§ Given passage:
────────────────

This quote, and the Bricker post you refer to, are examples of why it is so hard for conservatives and liberals to communicate with each other.

That some people have other reasons for behavior that others might think is “aggressive” is no excuse for the behavior when it is due to racism. (“Racism” includes some behavior most would accept, e.g. preferring sexual partners of a certain ethnicity, but this is not what’s being debated here.)

To make the point clear, consider the following exchange:
Joey L: “Chocolate brownies are good.”
Richie C: “No, my aunt Sarah broke her tooth on a brownie with a walnut shell fragment hidden, so YOU’RE WRONG! Ha ha!”
Bricker and sleestak would happily take the side of Richie here, at least if it furthered some political argument.

The stubbornness demonstrated in arguing against liberal sensitivities resembles such 5th-grade “debates.” Right-wingers get a good chuckle, and get to draw their bubbles closer, but conversation with liberals just increases in difficulty.

Just to clarify from my above post, when I say “overwhelmingly”, I mean “most of the sources”. I’m not saying that the Wall Street Journal is quite akin to Breitbart, nor am I implying that The Guardian is non-partisan.

I found that post to be very worthwhile; thanks for articulating it so well!

I think you’re onto something about US liberal media at least trying to do Actual Journalism™, with the more conservative outlets basically providing their own take on things for an audience that wants to hear that angle and not what “The Other Side” think.

The serious journalists in the US doing Actual Journalism™ do some incredible and amazing work, though.

You’re welcome. I really recommend reading that Vox article I linked to, it helps explain this scenario quite well.

────────────────

§ Stored data entries:
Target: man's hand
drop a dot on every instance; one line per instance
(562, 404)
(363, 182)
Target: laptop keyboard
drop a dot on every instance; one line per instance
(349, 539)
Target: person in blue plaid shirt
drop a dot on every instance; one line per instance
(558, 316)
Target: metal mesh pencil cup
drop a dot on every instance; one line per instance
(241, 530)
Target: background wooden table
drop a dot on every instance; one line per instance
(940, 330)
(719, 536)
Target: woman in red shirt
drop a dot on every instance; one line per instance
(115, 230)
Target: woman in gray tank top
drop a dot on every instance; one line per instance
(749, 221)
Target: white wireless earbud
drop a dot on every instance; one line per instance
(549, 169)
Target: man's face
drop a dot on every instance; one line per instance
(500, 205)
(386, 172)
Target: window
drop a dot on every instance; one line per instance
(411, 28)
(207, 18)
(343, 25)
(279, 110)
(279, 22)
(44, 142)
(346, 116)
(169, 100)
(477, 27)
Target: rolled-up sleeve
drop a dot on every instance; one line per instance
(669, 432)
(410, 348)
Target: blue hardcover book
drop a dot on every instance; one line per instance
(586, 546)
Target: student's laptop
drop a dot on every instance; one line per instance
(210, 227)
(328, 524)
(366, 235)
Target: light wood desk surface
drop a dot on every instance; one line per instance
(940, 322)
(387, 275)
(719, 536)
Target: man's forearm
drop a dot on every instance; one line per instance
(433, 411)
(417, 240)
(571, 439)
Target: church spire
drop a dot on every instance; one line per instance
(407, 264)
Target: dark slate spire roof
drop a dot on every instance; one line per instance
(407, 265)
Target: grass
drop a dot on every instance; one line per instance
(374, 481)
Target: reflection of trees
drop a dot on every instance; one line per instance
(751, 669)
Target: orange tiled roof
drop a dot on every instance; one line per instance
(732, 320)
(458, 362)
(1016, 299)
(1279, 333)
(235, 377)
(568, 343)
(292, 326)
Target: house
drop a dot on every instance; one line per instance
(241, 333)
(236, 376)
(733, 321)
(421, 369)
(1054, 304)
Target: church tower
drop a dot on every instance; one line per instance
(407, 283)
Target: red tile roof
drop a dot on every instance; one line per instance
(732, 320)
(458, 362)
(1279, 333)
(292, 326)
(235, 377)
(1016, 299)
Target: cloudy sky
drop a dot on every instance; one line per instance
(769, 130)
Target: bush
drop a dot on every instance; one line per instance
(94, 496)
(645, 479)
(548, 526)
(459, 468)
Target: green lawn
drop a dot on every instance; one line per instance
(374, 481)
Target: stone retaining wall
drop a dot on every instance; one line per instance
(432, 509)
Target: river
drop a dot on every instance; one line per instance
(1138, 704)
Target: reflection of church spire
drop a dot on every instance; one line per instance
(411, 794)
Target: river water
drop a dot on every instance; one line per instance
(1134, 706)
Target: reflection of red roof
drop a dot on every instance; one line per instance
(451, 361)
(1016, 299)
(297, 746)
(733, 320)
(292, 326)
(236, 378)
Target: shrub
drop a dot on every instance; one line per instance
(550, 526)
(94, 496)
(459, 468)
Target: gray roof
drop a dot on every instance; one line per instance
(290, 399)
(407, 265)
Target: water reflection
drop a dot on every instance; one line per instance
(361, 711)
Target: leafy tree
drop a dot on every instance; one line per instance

────────────────

§ Exercises:
a: Shorten the paragraph of the passage about political debate that begins "The stubbornness demonstrated," keeping its main facts.
b: Output the passage about political debate word for word, from "To make the" to "Guardian is non-partisan.".

§ Solved problems:
a: Stubborn arguing against liberal sensitivities resembles 5th-grade "debates": right-wingers get a laugh and draw their bubbles closer, while conversation with liberals only gets harder.

b:
To make the point clear, consider the following exchange:
Joey L: “Chocolate brownies are good.”
Richie C: “No, my aunt Sarah broke her tooth on a brownie with a walnut shell fragment hidden, so YOU’RE WRONG! Ha ha!”
Bricker and sleestak would happily take the side of Richie here, at least if it furthered some political argument.

The stubbornness demonstrated in arguing against liberal sensitivities resembles such 5th-grade “debates.” Right-wingers get a good chuckle, and get to draw their bubbles closer, but conversation with liberals just increases in difficulty.

Just to clarify from my above post, when I say “overwhelmingly”, I mean “most of the sources”. I’m not saying that the Wall Street Journal is quite akin to Breitbart, nor am I implying that The Guardian is non-partisan.